Pictures stay out. Extract the lines below from the first one through the line with "form (19, 41)?", both included.

Information:
•••••
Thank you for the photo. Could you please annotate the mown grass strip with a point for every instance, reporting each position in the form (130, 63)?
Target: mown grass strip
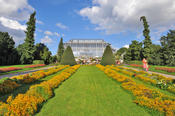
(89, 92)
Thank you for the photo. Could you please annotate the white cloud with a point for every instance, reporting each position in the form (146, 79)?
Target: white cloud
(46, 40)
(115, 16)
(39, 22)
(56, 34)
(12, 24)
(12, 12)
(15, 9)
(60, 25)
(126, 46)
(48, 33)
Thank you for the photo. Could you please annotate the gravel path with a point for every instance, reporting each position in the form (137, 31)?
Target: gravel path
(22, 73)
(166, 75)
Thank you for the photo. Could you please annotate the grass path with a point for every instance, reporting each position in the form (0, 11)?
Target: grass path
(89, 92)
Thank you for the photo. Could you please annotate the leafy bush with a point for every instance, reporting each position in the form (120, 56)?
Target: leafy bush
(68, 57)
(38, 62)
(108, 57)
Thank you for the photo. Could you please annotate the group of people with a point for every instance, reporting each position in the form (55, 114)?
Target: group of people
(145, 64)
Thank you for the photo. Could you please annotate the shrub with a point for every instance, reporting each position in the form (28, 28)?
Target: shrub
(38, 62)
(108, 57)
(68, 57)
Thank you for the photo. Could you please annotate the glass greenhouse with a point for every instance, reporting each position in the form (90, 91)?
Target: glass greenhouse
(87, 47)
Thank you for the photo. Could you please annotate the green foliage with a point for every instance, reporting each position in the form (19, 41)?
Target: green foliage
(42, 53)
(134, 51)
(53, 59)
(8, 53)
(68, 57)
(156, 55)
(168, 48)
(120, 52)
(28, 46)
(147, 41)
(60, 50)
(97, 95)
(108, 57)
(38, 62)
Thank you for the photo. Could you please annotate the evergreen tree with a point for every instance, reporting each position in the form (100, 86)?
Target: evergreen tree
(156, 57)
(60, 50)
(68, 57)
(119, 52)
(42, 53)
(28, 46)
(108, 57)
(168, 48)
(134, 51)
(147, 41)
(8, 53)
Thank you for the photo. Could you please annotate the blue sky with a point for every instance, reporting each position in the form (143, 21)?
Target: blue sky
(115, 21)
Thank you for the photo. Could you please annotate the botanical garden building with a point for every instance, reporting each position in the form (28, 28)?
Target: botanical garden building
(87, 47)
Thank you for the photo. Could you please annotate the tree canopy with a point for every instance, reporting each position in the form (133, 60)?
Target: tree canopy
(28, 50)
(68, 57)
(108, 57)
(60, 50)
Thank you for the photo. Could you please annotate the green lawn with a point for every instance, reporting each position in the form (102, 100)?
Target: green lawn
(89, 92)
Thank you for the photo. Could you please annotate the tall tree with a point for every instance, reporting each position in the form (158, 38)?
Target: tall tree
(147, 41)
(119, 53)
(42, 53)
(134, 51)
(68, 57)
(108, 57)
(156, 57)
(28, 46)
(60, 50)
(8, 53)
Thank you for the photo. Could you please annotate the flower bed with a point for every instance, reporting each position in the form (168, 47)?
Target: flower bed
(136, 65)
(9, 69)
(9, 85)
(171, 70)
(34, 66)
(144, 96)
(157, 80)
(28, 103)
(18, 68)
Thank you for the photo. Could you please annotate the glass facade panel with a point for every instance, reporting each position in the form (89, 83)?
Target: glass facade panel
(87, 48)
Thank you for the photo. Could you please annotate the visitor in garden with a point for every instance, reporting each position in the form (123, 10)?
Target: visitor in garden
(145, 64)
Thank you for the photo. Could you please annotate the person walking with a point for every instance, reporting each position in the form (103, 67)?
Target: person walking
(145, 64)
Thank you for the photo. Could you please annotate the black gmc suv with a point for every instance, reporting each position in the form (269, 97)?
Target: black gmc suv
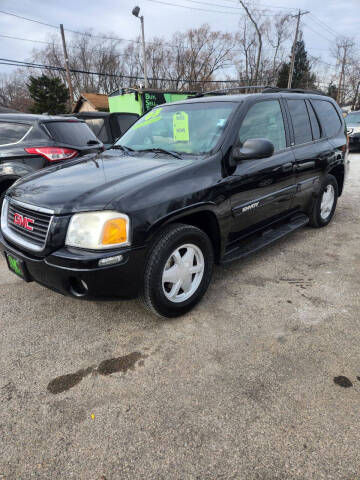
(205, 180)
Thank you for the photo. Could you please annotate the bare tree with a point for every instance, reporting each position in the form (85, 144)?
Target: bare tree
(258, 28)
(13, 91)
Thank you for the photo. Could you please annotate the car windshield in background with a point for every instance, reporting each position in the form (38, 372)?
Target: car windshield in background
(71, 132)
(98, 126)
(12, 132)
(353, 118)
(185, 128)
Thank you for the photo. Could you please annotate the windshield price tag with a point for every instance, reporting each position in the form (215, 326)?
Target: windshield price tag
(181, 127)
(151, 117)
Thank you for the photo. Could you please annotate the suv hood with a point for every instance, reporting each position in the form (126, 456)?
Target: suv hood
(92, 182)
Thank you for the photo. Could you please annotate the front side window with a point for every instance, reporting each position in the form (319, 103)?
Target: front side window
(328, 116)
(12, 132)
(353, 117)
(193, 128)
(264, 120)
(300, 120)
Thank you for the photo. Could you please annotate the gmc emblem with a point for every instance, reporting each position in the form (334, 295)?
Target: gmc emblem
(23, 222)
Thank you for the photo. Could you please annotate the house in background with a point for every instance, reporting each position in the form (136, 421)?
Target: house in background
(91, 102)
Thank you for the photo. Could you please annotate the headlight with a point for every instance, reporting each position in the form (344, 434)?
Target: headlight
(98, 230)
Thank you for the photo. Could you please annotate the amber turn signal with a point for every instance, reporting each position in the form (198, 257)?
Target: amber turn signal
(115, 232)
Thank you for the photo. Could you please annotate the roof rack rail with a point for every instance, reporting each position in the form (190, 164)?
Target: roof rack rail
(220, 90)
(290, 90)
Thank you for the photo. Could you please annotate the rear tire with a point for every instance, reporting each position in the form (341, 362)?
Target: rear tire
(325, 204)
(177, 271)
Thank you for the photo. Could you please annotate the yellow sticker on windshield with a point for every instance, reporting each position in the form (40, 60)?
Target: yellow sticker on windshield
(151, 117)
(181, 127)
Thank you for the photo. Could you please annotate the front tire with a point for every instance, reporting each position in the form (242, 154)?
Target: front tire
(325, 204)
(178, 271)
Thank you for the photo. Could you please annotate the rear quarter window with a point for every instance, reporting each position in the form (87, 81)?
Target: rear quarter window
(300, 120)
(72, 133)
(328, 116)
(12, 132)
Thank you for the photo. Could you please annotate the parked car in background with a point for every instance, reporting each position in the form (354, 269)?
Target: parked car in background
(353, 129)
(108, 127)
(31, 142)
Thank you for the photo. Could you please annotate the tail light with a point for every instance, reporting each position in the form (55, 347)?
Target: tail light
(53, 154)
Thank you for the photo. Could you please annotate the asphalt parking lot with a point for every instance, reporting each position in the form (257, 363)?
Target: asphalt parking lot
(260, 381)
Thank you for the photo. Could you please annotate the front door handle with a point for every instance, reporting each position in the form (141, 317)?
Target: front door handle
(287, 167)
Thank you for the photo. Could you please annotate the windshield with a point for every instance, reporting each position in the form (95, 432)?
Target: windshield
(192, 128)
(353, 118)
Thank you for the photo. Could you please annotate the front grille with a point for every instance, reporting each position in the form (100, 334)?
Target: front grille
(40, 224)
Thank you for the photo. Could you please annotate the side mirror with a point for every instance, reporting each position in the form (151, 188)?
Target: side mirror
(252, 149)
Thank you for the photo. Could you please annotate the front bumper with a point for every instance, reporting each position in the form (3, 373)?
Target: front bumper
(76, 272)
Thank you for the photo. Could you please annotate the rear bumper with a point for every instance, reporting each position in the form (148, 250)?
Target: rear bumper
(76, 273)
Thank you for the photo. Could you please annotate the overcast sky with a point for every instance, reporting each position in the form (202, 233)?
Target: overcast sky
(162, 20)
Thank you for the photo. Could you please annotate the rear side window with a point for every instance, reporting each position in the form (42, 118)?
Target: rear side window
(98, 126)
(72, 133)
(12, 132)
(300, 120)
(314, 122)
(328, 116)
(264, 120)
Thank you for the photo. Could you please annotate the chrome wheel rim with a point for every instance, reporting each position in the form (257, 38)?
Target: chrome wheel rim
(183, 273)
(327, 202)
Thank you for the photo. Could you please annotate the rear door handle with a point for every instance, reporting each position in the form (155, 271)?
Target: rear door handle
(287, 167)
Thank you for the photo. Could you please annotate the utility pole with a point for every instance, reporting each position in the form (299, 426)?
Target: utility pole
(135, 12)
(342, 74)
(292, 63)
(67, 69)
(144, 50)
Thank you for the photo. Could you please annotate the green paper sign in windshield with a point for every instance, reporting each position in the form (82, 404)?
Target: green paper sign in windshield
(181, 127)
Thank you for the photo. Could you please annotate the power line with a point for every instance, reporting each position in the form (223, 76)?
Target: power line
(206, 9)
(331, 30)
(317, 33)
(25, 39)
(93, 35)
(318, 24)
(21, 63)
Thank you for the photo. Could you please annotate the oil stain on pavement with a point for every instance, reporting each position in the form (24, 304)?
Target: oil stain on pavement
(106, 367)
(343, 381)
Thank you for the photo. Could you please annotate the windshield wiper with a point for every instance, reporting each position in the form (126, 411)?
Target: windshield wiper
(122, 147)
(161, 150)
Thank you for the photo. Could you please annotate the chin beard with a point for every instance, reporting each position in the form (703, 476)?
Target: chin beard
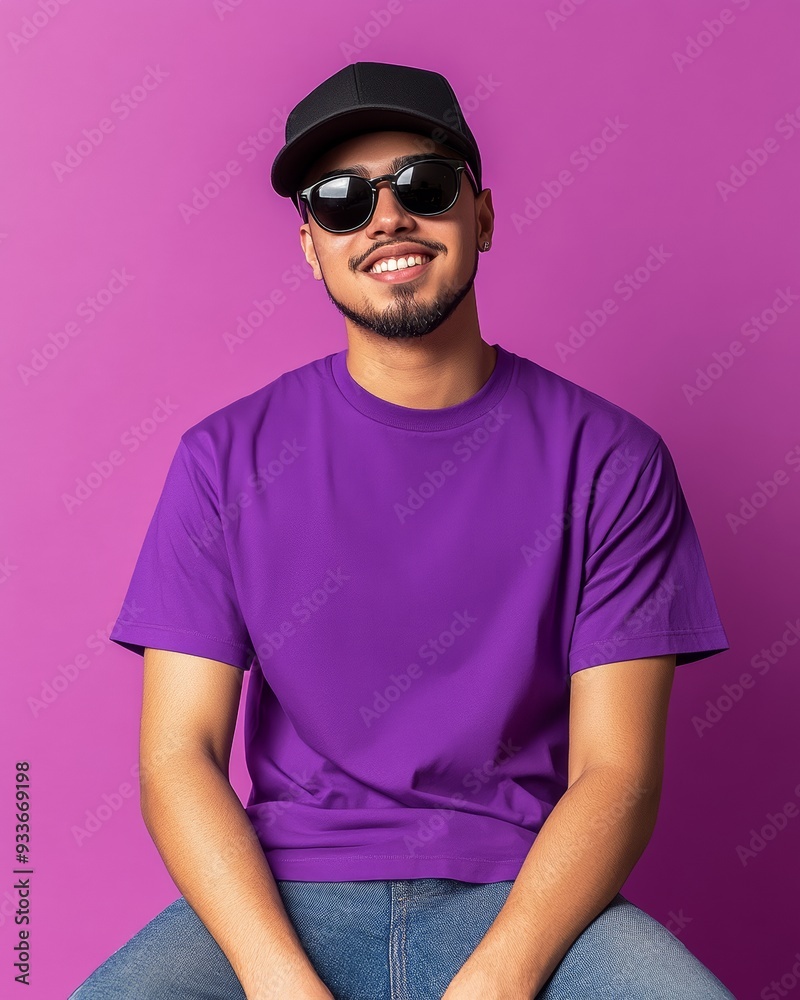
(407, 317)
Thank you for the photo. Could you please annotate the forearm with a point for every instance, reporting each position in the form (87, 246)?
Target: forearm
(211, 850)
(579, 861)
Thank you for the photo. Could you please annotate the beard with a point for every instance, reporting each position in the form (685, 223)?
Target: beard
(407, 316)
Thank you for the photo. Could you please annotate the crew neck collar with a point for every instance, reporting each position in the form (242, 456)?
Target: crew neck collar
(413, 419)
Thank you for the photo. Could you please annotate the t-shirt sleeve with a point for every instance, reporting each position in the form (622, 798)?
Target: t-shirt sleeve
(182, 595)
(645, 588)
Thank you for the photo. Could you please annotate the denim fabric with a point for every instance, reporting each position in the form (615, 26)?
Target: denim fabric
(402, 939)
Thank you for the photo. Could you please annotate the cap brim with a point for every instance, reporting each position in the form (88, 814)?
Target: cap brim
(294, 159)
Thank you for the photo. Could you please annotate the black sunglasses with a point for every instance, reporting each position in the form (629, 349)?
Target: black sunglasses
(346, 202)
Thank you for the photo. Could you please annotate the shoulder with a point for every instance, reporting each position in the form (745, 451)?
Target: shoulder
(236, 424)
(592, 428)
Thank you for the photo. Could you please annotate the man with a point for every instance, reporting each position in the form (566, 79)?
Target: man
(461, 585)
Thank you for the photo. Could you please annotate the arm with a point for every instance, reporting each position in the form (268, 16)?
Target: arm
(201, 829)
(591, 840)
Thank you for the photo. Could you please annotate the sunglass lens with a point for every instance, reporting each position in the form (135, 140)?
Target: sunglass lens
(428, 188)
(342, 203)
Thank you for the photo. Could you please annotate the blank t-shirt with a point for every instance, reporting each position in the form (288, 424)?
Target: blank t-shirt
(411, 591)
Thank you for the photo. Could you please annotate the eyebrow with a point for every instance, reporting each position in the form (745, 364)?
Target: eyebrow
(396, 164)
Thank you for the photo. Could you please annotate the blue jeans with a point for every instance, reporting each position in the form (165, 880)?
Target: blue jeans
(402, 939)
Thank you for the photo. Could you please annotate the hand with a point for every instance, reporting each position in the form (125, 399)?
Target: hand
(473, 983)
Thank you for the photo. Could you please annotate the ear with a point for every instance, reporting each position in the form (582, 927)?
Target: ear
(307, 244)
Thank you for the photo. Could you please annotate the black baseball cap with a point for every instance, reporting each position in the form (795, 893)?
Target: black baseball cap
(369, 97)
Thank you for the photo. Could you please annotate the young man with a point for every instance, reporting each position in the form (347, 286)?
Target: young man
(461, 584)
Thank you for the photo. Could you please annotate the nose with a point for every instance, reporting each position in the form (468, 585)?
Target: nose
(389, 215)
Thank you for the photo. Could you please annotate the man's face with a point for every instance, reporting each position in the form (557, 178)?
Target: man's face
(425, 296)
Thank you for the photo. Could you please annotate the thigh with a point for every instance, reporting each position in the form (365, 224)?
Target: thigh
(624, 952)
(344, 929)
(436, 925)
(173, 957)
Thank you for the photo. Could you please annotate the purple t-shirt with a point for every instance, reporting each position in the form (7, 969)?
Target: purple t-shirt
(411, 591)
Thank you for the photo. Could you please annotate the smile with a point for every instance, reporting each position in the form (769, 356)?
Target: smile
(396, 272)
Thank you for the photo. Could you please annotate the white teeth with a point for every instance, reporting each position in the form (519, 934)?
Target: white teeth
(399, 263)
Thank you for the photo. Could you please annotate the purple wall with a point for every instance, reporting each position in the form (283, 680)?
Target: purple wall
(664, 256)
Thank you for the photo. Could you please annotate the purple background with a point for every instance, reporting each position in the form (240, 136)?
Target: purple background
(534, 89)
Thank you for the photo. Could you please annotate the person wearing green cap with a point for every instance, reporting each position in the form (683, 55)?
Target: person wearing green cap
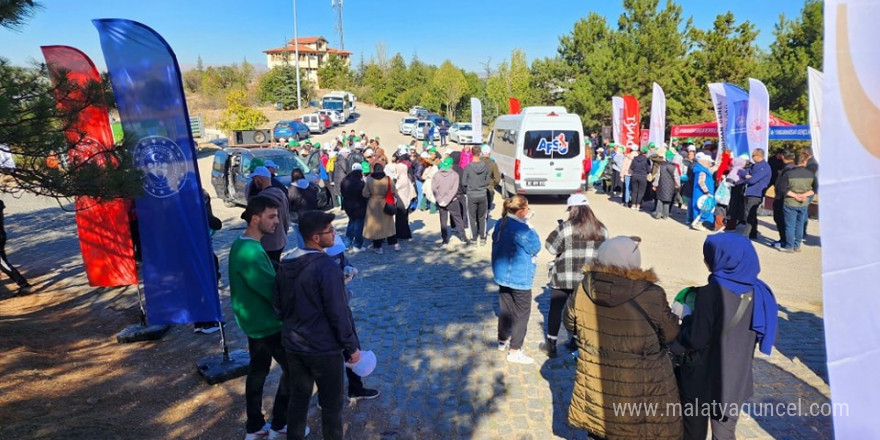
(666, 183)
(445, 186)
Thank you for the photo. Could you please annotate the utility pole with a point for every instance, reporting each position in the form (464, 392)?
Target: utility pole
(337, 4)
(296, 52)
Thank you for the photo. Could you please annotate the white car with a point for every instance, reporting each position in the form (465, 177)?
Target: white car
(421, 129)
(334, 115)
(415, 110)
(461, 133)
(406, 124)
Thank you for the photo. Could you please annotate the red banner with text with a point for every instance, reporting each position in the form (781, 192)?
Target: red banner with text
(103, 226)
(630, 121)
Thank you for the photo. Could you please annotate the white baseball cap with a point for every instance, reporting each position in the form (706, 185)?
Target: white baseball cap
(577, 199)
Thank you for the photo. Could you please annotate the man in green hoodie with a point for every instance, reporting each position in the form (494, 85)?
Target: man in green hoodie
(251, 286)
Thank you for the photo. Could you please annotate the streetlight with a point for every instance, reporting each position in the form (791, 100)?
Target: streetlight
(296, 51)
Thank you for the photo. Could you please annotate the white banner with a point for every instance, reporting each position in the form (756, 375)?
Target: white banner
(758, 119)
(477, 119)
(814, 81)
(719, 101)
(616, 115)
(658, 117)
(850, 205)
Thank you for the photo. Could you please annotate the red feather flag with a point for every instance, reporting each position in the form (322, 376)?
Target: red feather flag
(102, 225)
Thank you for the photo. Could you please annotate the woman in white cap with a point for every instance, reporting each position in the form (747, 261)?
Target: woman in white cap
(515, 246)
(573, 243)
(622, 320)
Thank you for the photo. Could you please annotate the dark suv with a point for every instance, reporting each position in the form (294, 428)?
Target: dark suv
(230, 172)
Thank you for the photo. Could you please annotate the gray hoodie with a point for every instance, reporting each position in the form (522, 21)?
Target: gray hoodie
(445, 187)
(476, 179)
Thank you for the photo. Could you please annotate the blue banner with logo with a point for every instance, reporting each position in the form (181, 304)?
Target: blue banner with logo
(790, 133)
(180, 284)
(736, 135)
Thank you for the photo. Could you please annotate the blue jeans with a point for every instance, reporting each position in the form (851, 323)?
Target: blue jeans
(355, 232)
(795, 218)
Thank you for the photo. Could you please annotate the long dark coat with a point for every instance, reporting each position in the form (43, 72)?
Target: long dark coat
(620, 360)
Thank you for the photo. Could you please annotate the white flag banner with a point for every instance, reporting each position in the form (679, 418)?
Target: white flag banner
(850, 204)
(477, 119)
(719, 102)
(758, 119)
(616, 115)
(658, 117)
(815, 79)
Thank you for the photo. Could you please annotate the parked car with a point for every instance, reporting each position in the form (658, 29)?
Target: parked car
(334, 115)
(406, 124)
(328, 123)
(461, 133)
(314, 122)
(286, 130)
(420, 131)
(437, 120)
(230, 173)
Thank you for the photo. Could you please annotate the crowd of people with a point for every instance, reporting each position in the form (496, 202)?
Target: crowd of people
•••••
Task result:
Thank you for the photo. Could you please annotate the mown grass strip with a point for every instance, reporting each position in the form (130, 63)?
Target: mown grass strip
(89, 92)
Thank you for the photo. Could you please annotate the white cloud with a point for every instance, reporting each position in the form (146, 79)?
Target: white cloud
(46, 40)
(115, 16)
(39, 22)
(56, 34)
(12, 24)
(12, 12)
(15, 9)
(60, 25)
(126, 46)
(48, 33)
Thank you for the photo. Could you please annotate the gravel path with a point for every instance, reporting each position in the form (137, 31)?
Target: gravel path
(22, 73)
(166, 75)
Thank you for the photo. Could you please annotate the grass path with a point for every instance, reporting each position in the form (0, 11)?
Target: grass path
(89, 92)
Thank you for the photo. Could you please annotate the leafy bush with a point for every instance, reporting each position in the form (120, 56)?
Target: leafy bush
(68, 57)
(38, 62)
(108, 57)
Thank you for the photo. Could you please annotate the group of people with a point for every instance, reporting each position in the form (55, 114)?
Target: group of people
(145, 64)
Thank you for the photo. Could you please annotate the shrub with a point for every instance, reporting each position in the form (28, 28)?
Target: shrub
(38, 62)
(108, 57)
(68, 57)
Thank you for the photo. Could you please annotate the glass greenhouse with a point for every instance, reporting each position in the form (90, 91)?
Target: glass greenhouse
(87, 47)
Thank you for the photo. Could you please annotate the green foliage with a point for every instance, reporting each position in the form (19, 41)?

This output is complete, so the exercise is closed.